| Records |
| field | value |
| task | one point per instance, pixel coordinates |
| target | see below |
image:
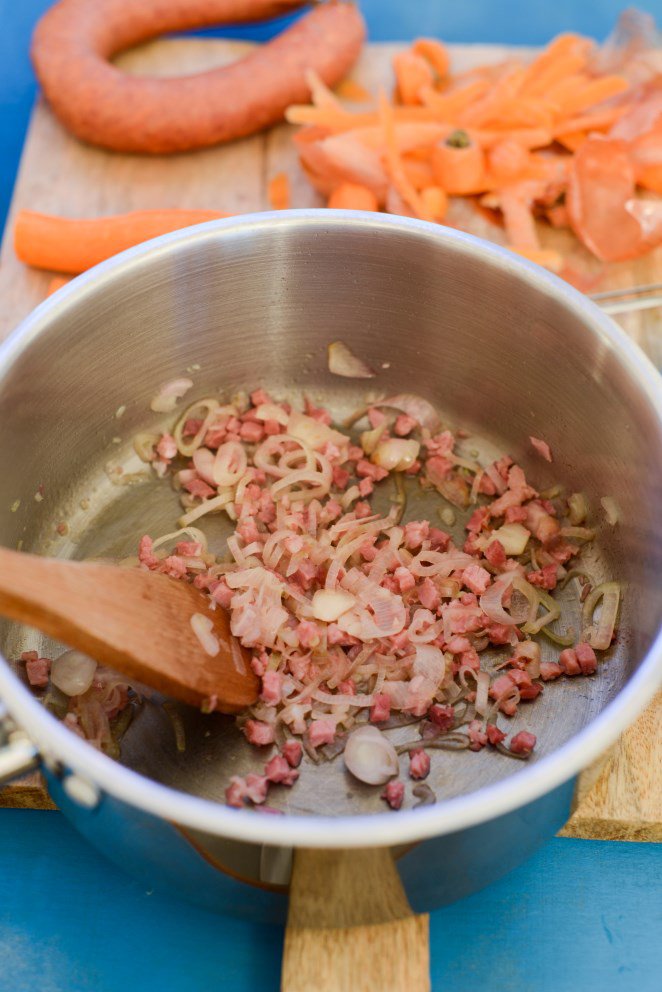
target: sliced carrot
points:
(57, 282)
(279, 191)
(412, 74)
(351, 196)
(64, 244)
(458, 163)
(435, 201)
(349, 89)
(435, 53)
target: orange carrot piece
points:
(349, 89)
(435, 201)
(458, 163)
(412, 74)
(435, 53)
(352, 196)
(64, 244)
(394, 163)
(57, 282)
(279, 191)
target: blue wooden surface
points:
(579, 916)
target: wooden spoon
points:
(134, 621)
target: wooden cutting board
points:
(620, 797)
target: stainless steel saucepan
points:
(500, 347)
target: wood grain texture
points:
(620, 796)
(350, 926)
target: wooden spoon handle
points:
(350, 926)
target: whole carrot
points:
(64, 244)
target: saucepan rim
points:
(359, 830)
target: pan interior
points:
(496, 351)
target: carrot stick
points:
(70, 245)
(352, 196)
(279, 192)
(458, 163)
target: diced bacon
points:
(428, 594)
(309, 634)
(258, 733)
(37, 670)
(340, 477)
(167, 447)
(272, 687)
(569, 662)
(495, 553)
(442, 716)
(494, 735)
(381, 708)
(476, 578)
(321, 732)
(293, 753)
(544, 578)
(439, 539)
(196, 487)
(516, 515)
(394, 794)
(366, 470)
(366, 487)
(241, 791)
(419, 763)
(477, 735)
(541, 524)
(586, 658)
(416, 531)
(541, 447)
(438, 468)
(279, 771)
(251, 431)
(404, 424)
(523, 743)
(499, 633)
(478, 519)
(174, 567)
(404, 578)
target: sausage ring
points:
(75, 40)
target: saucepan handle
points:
(18, 755)
(350, 926)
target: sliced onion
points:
(612, 510)
(600, 635)
(343, 362)
(396, 455)
(330, 604)
(203, 628)
(578, 508)
(73, 673)
(165, 400)
(414, 406)
(370, 757)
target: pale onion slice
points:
(370, 757)
(345, 363)
(73, 673)
(165, 400)
(513, 537)
(396, 454)
(329, 604)
(203, 628)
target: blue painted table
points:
(581, 915)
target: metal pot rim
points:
(58, 743)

| What is being asked |
Copy every record above verbatim, line for line, leaving out the pictures.

| Answer in full |
| field | value |
| task | one point per instance, pixel coordinates |
| target | see below |
image:
target: sliced carrot
points:
(57, 282)
(279, 191)
(412, 74)
(351, 196)
(64, 244)
(458, 163)
(435, 201)
(349, 89)
(435, 53)
target: orange carrot piece
points:
(349, 89)
(435, 201)
(458, 163)
(412, 74)
(435, 53)
(352, 196)
(64, 244)
(394, 163)
(57, 282)
(279, 191)
target: blue wooden surface
points:
(579, 916)
target: wooden spoon
points:
(134, 621)
target: wooden cutting board
points:
(620, 797)
target: stainless steel saucepan
points:
(500, 347)
target: wood grain texture
points:
(620, 796)
(350, 926)
target: wooden spoon handle
points:
(350, 926)
target: whole carrot
points:
(64, 244)
target: saucepan rim
points:
(359, 830)
target: pan interior
points:
(496, 351)
target: carrot stick
points:
(70, 245)
(352, 196)
(279, 192)
(458, 163)
target: diced bacon
points:
(428, 594)
(309, 634)
(258, 733)
(37, 670)
(340, 477)
(167, 447)
(272, 687)
(569, 662)
(495, 553)
(442, 716)
(494, 735)
(381, 708)
(476, 578)
(321, 732)
(293, 753)
(544, 578)
(439, 539)
(196, 487)
(516, 515)
(394, 794)
(366, 470)
(366, 487)
(241, 791)
(419, 763)
(477, 735)
(541, 524)
(586, 658)
(416, 531)
(541, 447)
(438, 468)
(279, 771)
(251, 431)
(404, 424)
(523, 743)
(499, 633)
(478, 519)
(174, 567)
(404, 578)
target: sausage ring
points:
(75, 40)
target: saucepan handle
points:
(18, 755)
(350, 926)
target: sliced onion
points:
(612, 510)
(600, 635)
(343, 362)
(396, 455)
(330, 604)
(203, 628)
(578, 508)
(73, 673)
(165, 400)
(414, 406)
(370, 757)
target: pale onion slice
points:
(370, 757)
(345, 363)
(73, 673)
(165, 400)
(513, 537)
(396, 454)
(329, 604)
(203, 628)
target: blue painted table
points:
(581, 915)
target: metal pot rim
points:
(58, 743)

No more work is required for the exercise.